> WORK TO COMPLETE
The answer must consist of the records, repeated exactly.

Text-to-region grounding data

- Opening Delimiter -

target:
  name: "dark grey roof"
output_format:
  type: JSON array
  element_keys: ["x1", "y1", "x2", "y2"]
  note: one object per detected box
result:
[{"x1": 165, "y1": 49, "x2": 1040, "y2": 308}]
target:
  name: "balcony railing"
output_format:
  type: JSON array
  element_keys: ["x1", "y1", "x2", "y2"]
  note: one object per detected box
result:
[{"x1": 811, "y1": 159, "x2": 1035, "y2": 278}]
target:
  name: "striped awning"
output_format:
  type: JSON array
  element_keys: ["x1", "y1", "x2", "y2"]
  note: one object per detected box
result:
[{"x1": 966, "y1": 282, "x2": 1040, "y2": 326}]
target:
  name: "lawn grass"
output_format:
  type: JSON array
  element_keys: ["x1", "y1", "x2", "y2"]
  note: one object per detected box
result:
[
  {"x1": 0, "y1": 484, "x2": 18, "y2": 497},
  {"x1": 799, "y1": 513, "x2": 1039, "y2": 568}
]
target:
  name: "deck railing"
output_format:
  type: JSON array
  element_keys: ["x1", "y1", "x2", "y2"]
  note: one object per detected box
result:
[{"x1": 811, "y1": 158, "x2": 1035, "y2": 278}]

- Closing Delimiter -

> TASK SOLUTION
target:
  name: "dark grey roof"
output_format:
  type: JSON array
  element_keys: ["x1", "y1", "x2", "y2"]
  note: one object per detected box
result:
[{"x1": 165, "y1": 49, "x2": 1040, "y2": 308}]
target:
  name: "balcony railing"
output_format:
  type: JSON array
  element_keys: ["x1", "y1", "x2", "y2"]
  note: one object per detected box
result:
[{"x1": 811, "y1": 159, "x2": 1035, "y2": 278}]
target:
  name: "striped awning"
output_format:
  type: JSON array
  element_keys: ["x1", "y1", "x2", "y2"]
  note: one object per detected box
result:
[{"x1": 966, "y1": 282, "x2": 1040, "y2": 326}]
target:
  name: "lawn grass"
output_format:
  type: JSON array
  element_keys: ["x1", "y1", "x2", "y2"]
  note: one object per detected box
result:
[
  {"x1": 0, "y1": 484, "x2": 18, "y2": 497},
  {"x1": 799, "y1": 513, "x2": 1039, "y2": 568}
]
target:
  name: "deck railing"
output_format:
  type: JSON array
  element_keys: ["x1", "y1", "x2", "y2"]
  note: one object per detected box
result:
[{"x1": 811, "y1": 158, "x2": 1035, "y2": 278}]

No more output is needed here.